### EXERCISE REQUIREMENTS
Your answer must consist of exactly the lines below, starting with the line with "Target: dryer round door" and going on through the line with "example | (532,248)", and nothing else.

PROVIDED RECORDS: Begin

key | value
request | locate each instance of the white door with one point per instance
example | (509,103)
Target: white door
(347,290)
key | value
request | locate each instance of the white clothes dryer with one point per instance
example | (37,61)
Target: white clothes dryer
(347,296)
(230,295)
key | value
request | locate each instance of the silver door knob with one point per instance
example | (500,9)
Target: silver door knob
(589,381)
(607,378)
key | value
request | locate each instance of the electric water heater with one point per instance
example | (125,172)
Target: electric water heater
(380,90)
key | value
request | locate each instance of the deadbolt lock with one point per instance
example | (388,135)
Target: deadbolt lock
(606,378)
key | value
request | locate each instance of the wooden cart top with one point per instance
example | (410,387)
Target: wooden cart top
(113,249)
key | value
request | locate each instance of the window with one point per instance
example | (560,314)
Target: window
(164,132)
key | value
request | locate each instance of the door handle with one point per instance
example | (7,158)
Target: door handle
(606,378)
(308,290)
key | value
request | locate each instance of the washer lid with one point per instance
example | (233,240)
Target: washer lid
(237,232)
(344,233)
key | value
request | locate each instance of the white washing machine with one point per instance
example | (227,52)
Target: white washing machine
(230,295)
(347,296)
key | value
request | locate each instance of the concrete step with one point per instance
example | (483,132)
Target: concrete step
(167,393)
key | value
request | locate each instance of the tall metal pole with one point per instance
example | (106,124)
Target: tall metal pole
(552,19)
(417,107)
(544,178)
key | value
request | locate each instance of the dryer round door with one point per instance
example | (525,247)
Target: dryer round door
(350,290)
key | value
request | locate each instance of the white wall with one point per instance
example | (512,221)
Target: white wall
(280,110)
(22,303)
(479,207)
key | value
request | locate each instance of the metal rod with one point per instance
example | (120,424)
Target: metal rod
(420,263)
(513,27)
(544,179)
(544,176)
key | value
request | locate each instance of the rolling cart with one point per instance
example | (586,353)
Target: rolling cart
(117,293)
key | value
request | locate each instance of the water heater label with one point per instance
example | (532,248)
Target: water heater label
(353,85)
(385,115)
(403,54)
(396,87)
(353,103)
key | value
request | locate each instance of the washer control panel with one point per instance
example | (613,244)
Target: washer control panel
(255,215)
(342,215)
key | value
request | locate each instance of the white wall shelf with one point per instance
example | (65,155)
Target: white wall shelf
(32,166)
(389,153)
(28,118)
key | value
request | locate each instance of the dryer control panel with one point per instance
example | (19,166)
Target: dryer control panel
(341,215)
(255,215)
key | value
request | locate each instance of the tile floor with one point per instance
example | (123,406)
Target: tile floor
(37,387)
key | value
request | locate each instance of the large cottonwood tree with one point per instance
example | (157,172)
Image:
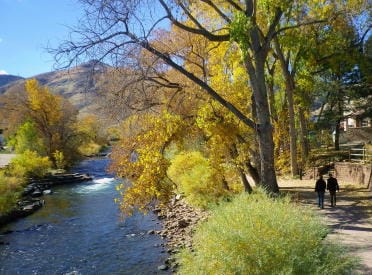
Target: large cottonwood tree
(111,29)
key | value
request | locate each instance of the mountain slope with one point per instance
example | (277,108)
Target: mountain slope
(77,84)
(6,79)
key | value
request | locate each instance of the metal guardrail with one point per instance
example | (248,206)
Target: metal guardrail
(360,155)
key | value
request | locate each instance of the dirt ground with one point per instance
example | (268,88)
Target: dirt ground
(5,159)
(350,220)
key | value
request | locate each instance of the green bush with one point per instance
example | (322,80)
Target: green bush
(255,234)
(30,164)
(9,192)
(196,178)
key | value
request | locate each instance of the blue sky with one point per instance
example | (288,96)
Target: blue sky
(27,27)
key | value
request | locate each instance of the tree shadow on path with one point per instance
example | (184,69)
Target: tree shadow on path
(350,220)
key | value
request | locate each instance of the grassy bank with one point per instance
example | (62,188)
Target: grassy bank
(255,234)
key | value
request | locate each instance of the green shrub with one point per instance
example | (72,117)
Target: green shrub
(90,149)
(196,178)
(59,159)
(255,234)
(9,192)
(30,164)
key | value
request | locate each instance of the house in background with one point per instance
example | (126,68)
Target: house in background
(356,120)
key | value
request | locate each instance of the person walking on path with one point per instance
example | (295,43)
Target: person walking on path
(320,187)
(332,187)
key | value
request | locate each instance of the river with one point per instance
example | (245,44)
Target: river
(80,231)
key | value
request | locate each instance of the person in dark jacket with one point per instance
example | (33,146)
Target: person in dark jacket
(332,187)
(320,187)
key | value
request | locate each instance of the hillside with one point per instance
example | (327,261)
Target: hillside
(77,84)
(6,79)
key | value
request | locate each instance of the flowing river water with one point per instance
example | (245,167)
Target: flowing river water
(80,231)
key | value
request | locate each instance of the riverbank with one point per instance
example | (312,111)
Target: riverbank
(178,220)
(350,221)
(30,200)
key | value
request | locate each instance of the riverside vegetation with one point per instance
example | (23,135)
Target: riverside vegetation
(228,89)
(46,135)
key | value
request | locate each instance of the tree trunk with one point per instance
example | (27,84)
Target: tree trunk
(290,88)
(265,132)
(243,178)
(305,149)
(337,135)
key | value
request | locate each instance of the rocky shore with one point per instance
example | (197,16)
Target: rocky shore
(36,188)
(179,220)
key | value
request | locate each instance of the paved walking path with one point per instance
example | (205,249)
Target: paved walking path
(5,159)
(350,221)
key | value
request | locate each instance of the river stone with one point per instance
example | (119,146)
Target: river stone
(47,192)
(163,267)
(183,223)
(36,193)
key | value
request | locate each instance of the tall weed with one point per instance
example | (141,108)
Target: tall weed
(256,234)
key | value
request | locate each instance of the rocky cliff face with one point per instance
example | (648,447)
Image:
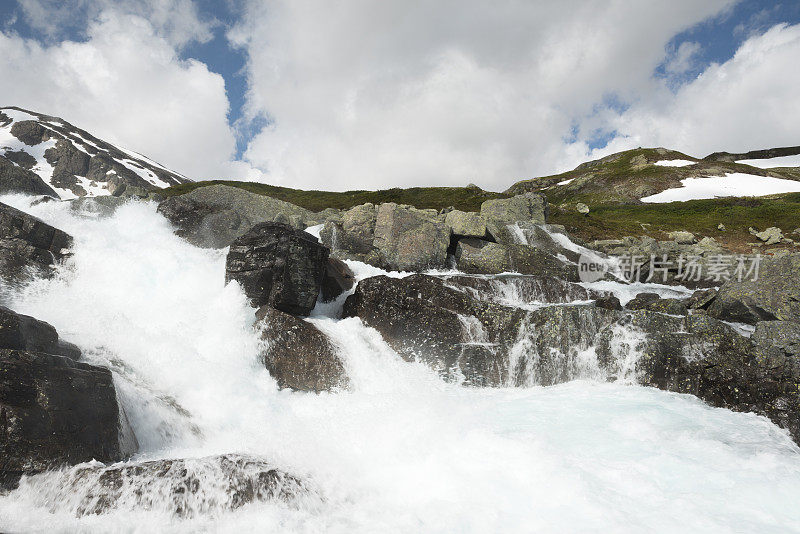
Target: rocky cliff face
(46,155)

PROVIDED RECORDS: End

### FINAL ANSWER
Target: dryer round door
(350,290)
key | value
request | locate each instance of the white wall with one point per instance
example | (512,221)
Target: white wall
(280,110)
(22,303)
(479,207)
key | value
request | locate each instance of the metal rod with one point per instance
example | (120,424)
Target: metal rod
(420,263)
(513,27)
(544,179)
(544,176)
key | value
request | locate each instance of the rolling cart with one point per instance
example | (586,353)
Target: rolling cart
(117,293)
key | value
request | locate each instance of the water heater label with one point per instance
example | (532,248)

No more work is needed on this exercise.